[EXTRAIT DU DOCUMENT]
::::::
Jour de grâce


Le mercredi 26 février 2020, Yves DUTEIL était reçu par Gabriel RINGLET au Prieuré de Malèves-Sainte-Marie en Belgique.

En France et dans tous les pays qui parlent « La langue de chez nous », chacun connaît l'auteur, compositeur et interprète, Yves Duteil. Mais qui, au-delà de son public, connaît vraiment sa « Profondeur de chant », pour reprendre le titre du livre qu'Yves DUTEIL a écrit avec Alain WODRASCKA.

En Belgique, Gabriel Ringlet est un prêtre, écrivain, poète, ancien vice-recteur de l'Université Catholique de Louvain, personnalité exceptionnelle par son rayonnement, son esprit de tolérance, son ouverture sur le monde croyant ou non-croyant, auteur notamment d'un ouvrage intitulé « Eloge de la fragilité » côtoyant un autre livre, « Et je serai pour vous un enfant laboureur », dont le titre est inspiré d'une chanson de BARBARA et François WERTHEIMER.

En ce mercredi des Cendres, premier jour du Carême, comme me l'avaient expliqué mes amis belges, André et Jeannine — en toute spiritualité laïque, puisque Jeannine et André sont athées — Yves DUTEIL était l'invité d'une Rencontre sur le thème PRENDRE SOIN de nos naissances et de nos morts.

Cette longue introduction de ma part ne doit pas décourager la lecture de cette journée qui a été marquante par sa beauté, son intensité et sa spiritualité.

En première partie, la Rencontre de 17h se présentait comme un entretien, pendant lequel Gabriel Ringlet interrogeait Yves Duteil, l'amenait à présenter le pourquoi, le comment, la naissance de chansons qui traçaient un chemin, dont le fil conducteur était ce « Prendre soin... », dont le fil vibrant était la bienveillance, l'engagement, le pouvoir des mots, la force de l'Amour face à la fragilité par moments de nos vies.

Si je ne devais retenir qu'un élément essentiel de cette première partie, ce serait la force de l'Amour qui unit Yves et Noëlle Duteil et qui a donné des Ailes à l'auteur et musicien Yves, disant d'Elle que lorsque Noëlle est entrée dans sa vie, « elle a allumé la lumière ».

Lumière ... Le mot est dit. Ouvrant comme une évidence sur la seconde partie, la célébration de 20h.

Avant d'avancer, si je puis dire, je tiens à noter, comme les cailloux du Petit Poucet, les chansons et textes sur le chemin de la première partie.

En ouverture, il y eut « La langue de chez nous ». Puis « Si j'étais ton chemin », dédiée à Toussaint, le petit-fils d'Yves et Noëlle.

La comédienne et récitante Sylvie Rigot a lu « Une lettre à Renaud » extraite du livre « Les choses qu'on ne dit pas » d'Yves Duteil aux Editions L'Archipel (2000).
::::::
[ENREGISTREMENTS FOURNIS]
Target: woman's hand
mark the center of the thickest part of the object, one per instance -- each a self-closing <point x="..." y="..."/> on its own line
::::::
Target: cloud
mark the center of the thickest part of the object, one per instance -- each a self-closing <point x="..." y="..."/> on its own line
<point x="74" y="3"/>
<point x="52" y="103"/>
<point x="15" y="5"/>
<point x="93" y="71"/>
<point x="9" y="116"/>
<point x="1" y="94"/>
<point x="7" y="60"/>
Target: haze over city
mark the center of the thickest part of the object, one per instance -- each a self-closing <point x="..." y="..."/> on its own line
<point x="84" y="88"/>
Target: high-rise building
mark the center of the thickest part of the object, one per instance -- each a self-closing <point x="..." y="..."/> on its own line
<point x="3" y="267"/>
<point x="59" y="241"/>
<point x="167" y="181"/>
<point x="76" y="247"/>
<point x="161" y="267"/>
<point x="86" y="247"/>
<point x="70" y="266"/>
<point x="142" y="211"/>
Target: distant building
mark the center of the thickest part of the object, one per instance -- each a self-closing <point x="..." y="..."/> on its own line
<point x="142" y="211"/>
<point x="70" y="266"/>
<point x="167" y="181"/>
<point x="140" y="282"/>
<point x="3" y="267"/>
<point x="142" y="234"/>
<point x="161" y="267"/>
::::::
[CONSIGNE A]
D'après le récit de la rencontre avec Yves Duteil, à qui la chanson « Si j'étais ton chemin » est-elle dédiée ?
[CONSIGNE B]
Poursuivez, s'il vous plaît, le récit de la rencontre avec Yves Duteil à la suite de sa dernière phrase.

[RÉPONSE A]
À Toussaint, le petit-fils d'Yves et Noëlle Duteil.

[RÉPONSE B]
Les Muz' and Friends, « poignée de femmes et d'hommes passionnés de musiques et d'accords », je cite le livret de la Rencontre, ont ensuite interprété la chanson de RENAUD intitulée « Les mots », où j'ai souri de joie intérieurement en écoutant ces mots : « Les poèmes d'un Léautaud / Ceux d'un Brassens, d'un NOUGARO / La plume d'un Victor Hugo / Eclairent ma vie comme un flambeau. »

Après quoi, Gabriel Ringlet a demandé à Yves Duteil de présenter la chanson « Dreyfus », qu'Yves a écrite en mémoire de son grand-oncle, le Capitaine DREYFUS.

Yves Duteil a expliqué les lectures choisies, sélectionnées pour leur justesse, qui ont précédé l'écriture du texte de la chanson, puis une fois l'écriture du texte achevée, la lecture de celui-ci devant la famille réunie qui a validé le texte, comme on donne un accord solennel, une acceptation pesée, pensée, posée pour un texte fondamental.

« Dreyfus » est une chanson vibrante et juste.

La transition va de soi vers « La chanson des Justes ». Yves Duteil a parlé du mot « juste », des mots justes, de la justice, du mot « juste » dans ses acceptions multiples, jusqu'à l'expression « juste ce qu'il faut ».

Ayant perdu une partie de sa famille dans les camps, Yves Duteil a écrit avec pudeur et justesse « La chanson des Justes ». En moi, le lien se fait aussitôt avec la chanson de Jean FERRAT « Nuit et brouillard ».

Espoir : « Des lueurs que les Justes ont allumées / La porte entrebâillée dans l'escalier / Sur le dernier refuge inespéré ... ».

Avec cette interrogation : «Faut-il accuser Dieu ? », Sylvie Rigot a lu un extrait du livre « La petite musique du silence », d'Yves Duteil, publié en 2013 chez Mediaspaul.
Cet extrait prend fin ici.